Record set:
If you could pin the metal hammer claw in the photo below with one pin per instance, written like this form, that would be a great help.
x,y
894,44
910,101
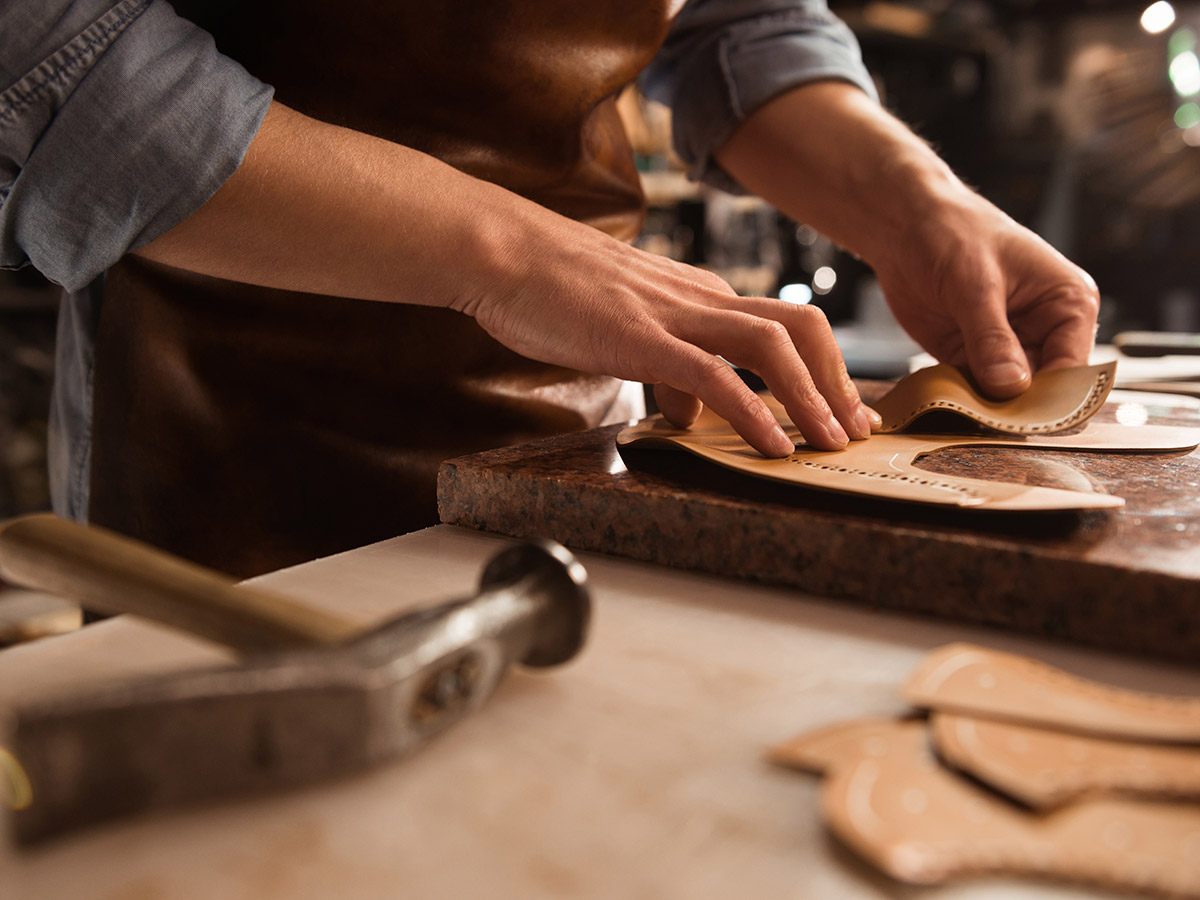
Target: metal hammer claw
x,y
313,696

What is required: Reproduce every line of the records above, requests included, and add 118 to each coordinate in the answers only. Omit the pictures.

In response:
If you could pin the metal hammer claw in the photo below with one pin per instance, written like this form, that would be a great help.
x,y
894,44
910,101
Target: metal hammer claw
x,y
431,814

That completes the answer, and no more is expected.